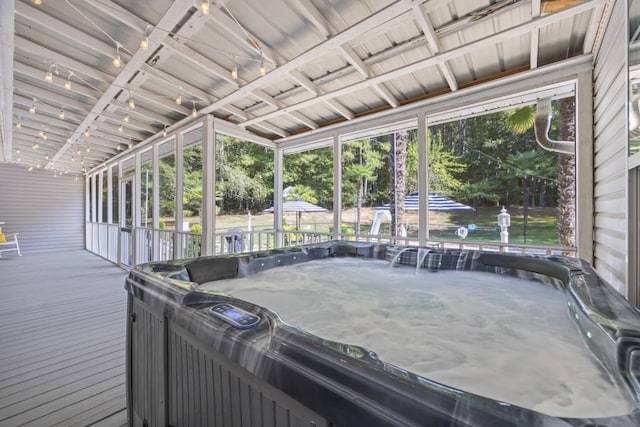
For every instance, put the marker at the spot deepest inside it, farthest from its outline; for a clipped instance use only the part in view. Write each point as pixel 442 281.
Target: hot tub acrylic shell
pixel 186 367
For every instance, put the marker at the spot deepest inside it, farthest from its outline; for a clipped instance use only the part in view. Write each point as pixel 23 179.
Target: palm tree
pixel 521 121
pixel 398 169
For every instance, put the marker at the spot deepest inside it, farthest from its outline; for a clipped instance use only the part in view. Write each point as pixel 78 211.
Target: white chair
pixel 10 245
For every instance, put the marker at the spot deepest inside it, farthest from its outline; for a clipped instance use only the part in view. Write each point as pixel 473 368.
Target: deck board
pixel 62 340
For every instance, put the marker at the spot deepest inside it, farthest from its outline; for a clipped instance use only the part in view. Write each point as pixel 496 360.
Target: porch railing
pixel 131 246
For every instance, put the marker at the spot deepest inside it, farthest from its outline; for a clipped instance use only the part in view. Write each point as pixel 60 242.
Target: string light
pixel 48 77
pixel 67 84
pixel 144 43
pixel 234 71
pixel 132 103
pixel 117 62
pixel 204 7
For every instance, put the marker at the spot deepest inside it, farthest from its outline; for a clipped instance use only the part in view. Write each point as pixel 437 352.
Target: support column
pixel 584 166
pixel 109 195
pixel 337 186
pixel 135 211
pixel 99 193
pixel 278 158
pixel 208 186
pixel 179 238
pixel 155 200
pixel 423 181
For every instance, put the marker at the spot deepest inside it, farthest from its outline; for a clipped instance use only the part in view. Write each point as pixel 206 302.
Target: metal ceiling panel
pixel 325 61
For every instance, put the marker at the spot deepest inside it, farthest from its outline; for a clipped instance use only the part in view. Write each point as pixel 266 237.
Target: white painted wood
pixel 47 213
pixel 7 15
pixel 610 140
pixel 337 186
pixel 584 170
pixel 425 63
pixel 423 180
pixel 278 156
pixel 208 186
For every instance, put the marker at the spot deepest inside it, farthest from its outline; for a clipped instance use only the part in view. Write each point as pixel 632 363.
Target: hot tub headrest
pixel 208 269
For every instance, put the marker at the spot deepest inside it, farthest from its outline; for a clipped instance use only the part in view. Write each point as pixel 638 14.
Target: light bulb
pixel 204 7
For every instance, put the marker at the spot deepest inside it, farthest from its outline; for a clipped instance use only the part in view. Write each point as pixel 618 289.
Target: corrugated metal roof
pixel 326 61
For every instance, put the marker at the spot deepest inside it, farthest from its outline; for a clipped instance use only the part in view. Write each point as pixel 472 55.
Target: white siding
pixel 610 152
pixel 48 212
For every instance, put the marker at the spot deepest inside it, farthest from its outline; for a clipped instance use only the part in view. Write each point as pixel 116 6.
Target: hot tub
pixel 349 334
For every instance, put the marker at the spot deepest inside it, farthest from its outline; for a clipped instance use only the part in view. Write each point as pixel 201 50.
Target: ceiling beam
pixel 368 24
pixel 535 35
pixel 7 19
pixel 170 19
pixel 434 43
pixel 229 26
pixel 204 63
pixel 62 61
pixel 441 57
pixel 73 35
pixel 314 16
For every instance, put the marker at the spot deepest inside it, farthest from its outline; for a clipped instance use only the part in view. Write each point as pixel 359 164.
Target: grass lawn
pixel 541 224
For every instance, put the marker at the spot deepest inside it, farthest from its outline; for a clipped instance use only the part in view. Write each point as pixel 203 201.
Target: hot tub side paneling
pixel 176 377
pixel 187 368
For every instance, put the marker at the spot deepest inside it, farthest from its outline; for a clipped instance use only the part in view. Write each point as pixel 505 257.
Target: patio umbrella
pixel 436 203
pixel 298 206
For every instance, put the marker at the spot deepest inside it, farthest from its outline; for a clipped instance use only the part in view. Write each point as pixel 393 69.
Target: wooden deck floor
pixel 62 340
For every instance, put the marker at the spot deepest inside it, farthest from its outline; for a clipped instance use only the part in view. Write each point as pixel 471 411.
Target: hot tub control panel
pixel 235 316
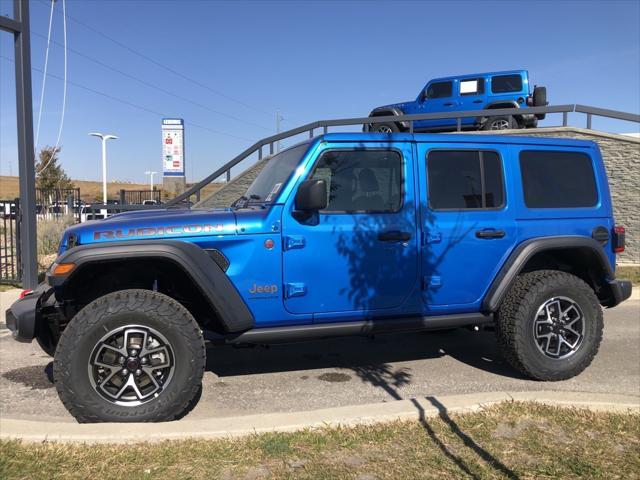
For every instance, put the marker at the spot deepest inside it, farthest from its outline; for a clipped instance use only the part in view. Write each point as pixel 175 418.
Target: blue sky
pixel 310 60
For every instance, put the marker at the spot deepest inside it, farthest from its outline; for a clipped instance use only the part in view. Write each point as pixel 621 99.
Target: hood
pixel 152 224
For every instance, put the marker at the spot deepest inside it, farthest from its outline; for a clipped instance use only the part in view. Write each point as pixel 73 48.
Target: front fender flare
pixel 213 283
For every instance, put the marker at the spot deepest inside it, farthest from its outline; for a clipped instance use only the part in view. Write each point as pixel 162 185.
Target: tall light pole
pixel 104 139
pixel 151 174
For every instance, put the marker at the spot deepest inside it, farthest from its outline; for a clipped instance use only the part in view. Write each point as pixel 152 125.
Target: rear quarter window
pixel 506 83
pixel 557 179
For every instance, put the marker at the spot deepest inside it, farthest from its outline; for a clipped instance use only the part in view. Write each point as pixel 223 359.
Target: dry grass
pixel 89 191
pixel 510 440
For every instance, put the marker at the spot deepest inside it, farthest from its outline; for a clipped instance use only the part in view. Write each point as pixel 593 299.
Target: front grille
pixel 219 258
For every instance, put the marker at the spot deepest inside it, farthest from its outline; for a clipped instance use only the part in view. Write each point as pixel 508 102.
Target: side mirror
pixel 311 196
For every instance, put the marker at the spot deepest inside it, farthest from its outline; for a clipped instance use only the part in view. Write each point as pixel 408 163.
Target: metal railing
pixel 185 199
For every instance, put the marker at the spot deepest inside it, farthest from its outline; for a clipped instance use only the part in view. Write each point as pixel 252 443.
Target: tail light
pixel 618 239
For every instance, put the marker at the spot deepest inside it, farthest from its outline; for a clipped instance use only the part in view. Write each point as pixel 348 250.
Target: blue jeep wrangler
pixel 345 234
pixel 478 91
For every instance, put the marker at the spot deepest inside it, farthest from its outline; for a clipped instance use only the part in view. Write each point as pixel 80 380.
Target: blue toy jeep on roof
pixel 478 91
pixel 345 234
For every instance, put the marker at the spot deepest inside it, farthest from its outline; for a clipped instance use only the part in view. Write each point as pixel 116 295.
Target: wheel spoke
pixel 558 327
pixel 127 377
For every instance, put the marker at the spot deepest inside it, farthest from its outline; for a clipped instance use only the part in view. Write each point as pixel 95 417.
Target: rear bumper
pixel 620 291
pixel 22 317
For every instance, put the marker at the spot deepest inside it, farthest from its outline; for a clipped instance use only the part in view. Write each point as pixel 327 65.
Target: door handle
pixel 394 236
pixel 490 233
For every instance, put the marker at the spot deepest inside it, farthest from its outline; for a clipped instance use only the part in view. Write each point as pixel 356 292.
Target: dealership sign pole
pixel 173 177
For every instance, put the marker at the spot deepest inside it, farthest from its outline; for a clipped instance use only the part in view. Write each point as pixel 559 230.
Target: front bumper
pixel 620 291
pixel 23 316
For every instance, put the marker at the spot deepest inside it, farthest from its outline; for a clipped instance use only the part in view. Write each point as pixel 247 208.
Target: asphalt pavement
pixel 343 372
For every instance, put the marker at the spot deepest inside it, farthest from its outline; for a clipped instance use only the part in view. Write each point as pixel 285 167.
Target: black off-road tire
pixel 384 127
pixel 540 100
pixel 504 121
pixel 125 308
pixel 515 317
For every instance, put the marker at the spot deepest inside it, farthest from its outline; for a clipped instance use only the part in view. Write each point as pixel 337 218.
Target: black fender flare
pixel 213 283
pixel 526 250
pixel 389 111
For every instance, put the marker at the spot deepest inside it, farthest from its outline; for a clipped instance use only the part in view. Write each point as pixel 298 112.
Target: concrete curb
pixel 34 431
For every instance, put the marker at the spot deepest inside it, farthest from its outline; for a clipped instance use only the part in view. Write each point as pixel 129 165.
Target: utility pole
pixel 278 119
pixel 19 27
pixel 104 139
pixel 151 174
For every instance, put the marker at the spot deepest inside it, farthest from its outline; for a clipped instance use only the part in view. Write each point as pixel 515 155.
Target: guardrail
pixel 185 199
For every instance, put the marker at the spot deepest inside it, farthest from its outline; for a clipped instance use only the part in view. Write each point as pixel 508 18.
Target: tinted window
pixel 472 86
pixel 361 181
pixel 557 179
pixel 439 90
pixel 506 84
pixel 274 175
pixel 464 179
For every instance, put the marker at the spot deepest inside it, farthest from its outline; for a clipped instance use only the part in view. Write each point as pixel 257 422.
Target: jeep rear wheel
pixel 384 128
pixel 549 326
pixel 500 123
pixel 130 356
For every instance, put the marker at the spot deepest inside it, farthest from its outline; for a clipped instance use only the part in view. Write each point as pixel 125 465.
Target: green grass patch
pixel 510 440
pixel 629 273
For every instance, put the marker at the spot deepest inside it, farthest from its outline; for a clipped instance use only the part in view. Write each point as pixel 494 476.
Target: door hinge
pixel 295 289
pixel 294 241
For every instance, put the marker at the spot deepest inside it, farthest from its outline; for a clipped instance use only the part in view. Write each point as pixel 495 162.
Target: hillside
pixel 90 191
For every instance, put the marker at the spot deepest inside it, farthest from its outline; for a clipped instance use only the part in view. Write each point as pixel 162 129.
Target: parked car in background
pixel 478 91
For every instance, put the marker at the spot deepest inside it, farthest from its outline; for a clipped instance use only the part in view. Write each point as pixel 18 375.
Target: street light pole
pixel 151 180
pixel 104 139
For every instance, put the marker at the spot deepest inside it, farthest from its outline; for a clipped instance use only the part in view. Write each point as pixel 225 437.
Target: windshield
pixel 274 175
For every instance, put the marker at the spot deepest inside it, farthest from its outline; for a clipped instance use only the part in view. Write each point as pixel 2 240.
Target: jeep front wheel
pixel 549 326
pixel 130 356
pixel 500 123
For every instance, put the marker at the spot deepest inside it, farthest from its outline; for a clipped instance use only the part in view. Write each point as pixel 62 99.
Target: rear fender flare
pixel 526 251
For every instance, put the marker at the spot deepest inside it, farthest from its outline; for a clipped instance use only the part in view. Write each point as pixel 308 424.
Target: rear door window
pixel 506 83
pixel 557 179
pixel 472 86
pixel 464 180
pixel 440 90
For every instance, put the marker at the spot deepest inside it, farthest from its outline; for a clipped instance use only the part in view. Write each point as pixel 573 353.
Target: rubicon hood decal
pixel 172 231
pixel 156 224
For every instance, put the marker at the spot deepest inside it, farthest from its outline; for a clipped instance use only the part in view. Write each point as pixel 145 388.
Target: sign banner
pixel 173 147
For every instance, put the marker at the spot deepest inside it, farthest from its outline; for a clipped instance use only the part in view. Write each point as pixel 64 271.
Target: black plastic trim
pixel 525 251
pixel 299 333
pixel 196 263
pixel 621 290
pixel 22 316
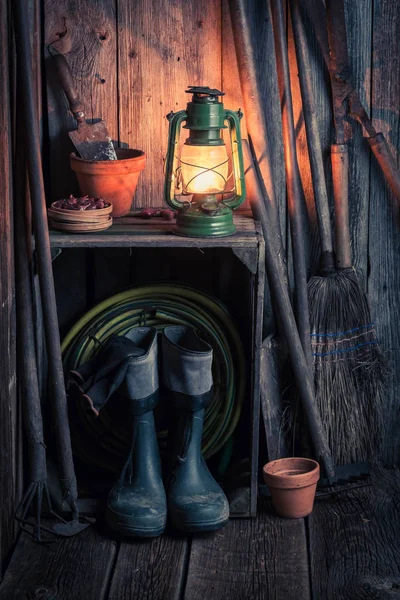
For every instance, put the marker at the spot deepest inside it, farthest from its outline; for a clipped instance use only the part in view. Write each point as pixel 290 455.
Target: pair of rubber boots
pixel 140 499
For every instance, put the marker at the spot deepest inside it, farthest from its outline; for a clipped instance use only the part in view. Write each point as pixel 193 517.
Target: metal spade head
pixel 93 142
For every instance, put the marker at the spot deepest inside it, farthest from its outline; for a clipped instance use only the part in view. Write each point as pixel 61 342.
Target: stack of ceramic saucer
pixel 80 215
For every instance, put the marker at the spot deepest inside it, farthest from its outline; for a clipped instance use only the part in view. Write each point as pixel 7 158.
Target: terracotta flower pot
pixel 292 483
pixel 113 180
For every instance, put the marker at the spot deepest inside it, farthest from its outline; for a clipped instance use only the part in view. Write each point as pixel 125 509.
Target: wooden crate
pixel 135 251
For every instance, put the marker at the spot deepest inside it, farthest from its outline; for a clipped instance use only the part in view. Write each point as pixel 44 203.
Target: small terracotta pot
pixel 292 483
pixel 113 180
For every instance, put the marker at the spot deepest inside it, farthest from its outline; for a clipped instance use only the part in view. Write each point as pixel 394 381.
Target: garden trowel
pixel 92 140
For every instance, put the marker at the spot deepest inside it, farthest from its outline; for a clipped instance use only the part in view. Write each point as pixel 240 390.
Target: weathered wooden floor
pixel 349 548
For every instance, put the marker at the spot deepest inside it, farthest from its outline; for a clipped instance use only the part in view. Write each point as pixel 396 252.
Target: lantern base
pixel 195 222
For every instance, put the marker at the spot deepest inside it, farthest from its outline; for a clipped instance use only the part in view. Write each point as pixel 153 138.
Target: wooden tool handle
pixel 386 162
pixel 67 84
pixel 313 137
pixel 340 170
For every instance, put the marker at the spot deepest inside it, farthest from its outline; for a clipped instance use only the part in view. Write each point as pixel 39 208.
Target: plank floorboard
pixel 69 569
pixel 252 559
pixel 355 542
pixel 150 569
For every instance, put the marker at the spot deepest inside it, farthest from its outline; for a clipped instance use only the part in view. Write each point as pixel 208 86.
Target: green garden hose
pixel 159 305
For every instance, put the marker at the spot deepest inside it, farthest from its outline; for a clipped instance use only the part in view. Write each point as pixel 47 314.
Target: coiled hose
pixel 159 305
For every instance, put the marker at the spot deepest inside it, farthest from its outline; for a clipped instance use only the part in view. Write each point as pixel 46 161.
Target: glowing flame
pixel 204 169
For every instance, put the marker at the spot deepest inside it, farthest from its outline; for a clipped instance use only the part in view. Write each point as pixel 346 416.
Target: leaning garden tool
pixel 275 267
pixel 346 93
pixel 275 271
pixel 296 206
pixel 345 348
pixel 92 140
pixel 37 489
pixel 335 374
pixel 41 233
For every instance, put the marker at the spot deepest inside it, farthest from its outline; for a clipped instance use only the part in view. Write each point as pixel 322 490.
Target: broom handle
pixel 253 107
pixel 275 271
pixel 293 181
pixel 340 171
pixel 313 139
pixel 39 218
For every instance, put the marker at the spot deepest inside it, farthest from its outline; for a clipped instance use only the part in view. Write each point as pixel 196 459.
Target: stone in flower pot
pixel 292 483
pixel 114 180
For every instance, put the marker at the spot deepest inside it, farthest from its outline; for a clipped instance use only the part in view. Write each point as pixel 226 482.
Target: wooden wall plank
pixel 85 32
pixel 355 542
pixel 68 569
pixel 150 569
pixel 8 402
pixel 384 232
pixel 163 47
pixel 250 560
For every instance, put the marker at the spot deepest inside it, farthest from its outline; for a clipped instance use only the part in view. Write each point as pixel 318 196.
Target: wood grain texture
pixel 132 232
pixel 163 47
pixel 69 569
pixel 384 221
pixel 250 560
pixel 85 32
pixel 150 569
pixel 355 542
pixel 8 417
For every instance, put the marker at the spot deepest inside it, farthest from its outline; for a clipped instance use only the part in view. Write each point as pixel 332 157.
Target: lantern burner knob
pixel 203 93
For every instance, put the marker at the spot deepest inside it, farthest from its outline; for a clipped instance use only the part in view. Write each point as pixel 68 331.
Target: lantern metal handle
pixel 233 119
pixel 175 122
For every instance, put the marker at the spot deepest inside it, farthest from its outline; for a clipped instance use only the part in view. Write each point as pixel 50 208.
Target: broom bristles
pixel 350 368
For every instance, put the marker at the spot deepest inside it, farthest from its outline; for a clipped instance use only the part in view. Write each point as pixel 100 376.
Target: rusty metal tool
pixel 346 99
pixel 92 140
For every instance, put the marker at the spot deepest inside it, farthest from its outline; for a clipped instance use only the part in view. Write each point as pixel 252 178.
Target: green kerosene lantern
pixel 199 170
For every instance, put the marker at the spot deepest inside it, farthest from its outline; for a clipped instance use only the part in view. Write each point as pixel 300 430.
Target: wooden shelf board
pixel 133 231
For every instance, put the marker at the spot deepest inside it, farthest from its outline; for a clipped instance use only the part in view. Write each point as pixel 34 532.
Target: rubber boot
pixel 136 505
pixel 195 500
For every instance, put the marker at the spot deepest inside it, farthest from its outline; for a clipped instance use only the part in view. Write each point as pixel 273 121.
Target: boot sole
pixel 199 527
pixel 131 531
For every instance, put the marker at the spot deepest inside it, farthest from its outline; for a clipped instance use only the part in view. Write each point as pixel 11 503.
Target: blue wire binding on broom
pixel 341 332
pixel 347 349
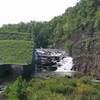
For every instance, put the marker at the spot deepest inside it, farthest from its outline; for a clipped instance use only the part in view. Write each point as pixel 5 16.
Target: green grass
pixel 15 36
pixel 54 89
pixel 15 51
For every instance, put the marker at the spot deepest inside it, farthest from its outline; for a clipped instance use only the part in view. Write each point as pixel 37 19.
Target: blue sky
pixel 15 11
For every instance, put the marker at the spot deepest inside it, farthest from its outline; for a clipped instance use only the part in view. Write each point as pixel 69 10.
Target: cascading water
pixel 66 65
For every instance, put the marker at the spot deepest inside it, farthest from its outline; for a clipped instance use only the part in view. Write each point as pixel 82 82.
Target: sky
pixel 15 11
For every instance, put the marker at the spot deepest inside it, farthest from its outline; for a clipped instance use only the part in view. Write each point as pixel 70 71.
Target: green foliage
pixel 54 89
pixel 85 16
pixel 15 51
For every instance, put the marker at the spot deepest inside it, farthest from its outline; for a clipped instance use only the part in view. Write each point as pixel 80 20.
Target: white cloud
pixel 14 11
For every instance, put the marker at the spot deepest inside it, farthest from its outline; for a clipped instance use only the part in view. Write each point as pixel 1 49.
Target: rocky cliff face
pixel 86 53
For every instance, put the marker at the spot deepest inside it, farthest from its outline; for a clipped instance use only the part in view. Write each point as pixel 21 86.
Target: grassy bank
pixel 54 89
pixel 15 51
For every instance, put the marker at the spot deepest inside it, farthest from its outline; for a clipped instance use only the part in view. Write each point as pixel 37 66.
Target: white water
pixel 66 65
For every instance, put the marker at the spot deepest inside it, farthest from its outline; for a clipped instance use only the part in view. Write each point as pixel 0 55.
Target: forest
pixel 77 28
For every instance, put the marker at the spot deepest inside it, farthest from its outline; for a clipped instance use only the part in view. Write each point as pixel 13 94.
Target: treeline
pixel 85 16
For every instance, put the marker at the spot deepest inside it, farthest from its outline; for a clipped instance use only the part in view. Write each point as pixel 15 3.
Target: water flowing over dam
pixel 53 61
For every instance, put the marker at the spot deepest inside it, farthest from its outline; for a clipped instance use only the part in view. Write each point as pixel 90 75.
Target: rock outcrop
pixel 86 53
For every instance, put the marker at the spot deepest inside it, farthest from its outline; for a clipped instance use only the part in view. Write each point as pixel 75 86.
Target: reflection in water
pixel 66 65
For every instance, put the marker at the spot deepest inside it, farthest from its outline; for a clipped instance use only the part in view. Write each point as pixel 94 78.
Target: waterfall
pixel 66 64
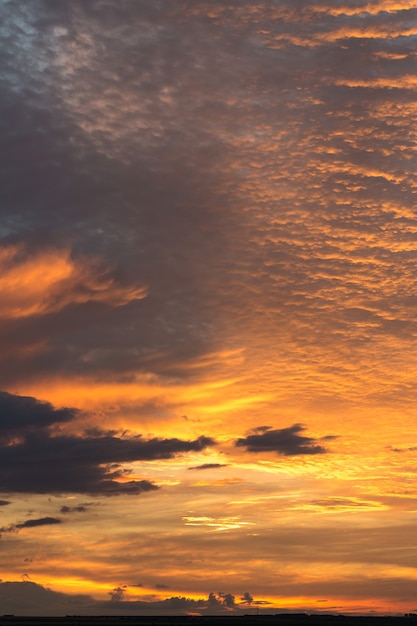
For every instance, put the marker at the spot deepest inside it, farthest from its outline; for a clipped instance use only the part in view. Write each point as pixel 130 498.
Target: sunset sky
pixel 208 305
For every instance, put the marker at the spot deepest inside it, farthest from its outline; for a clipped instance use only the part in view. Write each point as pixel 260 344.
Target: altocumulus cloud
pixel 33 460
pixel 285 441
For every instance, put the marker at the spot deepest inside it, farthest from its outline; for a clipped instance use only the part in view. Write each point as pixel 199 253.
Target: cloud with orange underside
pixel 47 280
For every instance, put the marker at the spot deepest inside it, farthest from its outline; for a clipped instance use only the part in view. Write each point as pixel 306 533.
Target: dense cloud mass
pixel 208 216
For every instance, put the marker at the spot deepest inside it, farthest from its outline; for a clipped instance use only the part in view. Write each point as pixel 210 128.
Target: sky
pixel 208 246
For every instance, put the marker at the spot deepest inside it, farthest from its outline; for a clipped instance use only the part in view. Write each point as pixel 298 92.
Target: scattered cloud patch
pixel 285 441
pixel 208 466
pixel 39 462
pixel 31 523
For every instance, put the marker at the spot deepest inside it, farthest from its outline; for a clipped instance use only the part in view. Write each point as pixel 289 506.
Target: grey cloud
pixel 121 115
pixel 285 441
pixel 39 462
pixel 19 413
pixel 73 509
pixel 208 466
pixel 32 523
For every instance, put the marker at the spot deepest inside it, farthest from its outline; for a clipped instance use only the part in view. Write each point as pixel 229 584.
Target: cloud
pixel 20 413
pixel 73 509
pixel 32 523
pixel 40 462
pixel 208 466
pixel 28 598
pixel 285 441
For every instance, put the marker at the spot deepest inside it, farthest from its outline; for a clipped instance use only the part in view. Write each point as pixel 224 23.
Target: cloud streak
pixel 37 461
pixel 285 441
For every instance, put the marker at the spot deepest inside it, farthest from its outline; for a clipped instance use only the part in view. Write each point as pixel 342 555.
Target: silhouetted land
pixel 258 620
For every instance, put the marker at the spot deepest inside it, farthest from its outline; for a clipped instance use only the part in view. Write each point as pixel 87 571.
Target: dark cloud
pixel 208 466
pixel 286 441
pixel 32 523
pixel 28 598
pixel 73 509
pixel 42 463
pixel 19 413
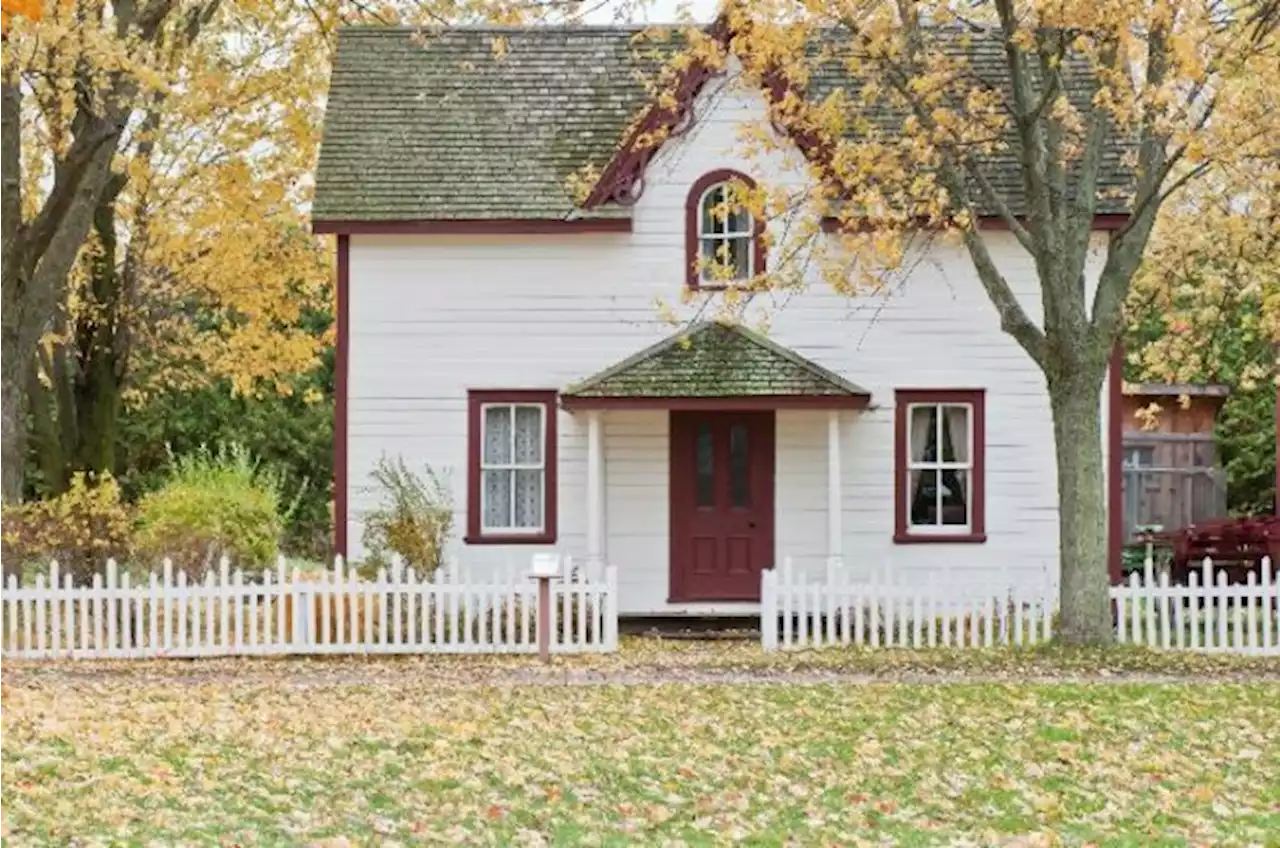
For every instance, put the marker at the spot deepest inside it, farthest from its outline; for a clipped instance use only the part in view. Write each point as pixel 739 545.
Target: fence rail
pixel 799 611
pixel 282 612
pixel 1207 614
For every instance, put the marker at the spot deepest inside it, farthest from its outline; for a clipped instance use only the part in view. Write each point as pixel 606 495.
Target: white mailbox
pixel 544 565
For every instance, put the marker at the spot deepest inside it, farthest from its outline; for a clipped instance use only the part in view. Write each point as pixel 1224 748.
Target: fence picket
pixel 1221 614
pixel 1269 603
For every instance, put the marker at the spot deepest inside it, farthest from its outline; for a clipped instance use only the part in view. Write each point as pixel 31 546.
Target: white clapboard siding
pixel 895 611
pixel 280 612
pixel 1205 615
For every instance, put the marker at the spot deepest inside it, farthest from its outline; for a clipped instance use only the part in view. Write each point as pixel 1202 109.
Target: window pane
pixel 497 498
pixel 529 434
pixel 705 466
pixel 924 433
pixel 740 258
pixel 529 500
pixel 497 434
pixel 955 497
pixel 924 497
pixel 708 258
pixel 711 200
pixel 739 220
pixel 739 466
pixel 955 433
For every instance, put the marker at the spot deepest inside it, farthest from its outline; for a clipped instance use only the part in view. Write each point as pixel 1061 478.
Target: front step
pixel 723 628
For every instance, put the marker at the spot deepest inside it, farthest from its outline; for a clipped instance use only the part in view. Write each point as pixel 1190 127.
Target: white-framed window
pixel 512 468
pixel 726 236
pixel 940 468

### Given request
Copy the listing above word for word, from the line containing "pixel 23 179." through the line containing "pixel 325 61", both included.

### Exercise output
For every instance, put the marker at the spot deepest inside it, farthest from its outline; for a clipped instance use only the part in view. Write each point as pixel 23 179.
Target: palm tree
pixel 521 121
pixel 398 169
For every instance, put the marker at the spot deepest inside it, farthest from its outline; for a clipped instance use only the part in view. Write each point as pixel 78 211.
Target: white chair
pixel 10 245
For every instance, put the marker at the spot deepest inside it, farthest from its outline; for a clipped instance use only the part in view. Write each point as pixel 473 368.
Target: deck board
pixel 62 340
For every instance, put the marker at the spot deepest inside it, farthest from its outline; for a clipped instance use only the part in view. Write each point as pixel 496 360.
Target: porch railing
pixel 131 246
For every instance, put the marker at the spot deepest inside it, farthest from its outline; for a clipped instance use only the part in view. Write each point as pixel 60 242.
Target: string light
pixel 48 77
pixel 67 84
pixel 144 43
pixel 234 71
pixel 132 103
pixel 117 62
pixel 204 7
For every instance, put the marker at the spot deepest inside it, farthest from its outline; for a clipped instance use only the part in view. Write each point as pixel 437 352.
Target: support column
pixel 584 166
pixel 109 195
pixel 337 186
pixel 135 211
pixel 99 193
pixel 278 158
pixel 208 186
pixel 179 238
pixel 155 200
pixel 423 181
For every instance, put the marker at the spot deepest inside it, farthest from its outline; for a clipped instance use only the part in view. Write each point as pixel 206 302.
Target: metal ceiling panel
pixel 325 61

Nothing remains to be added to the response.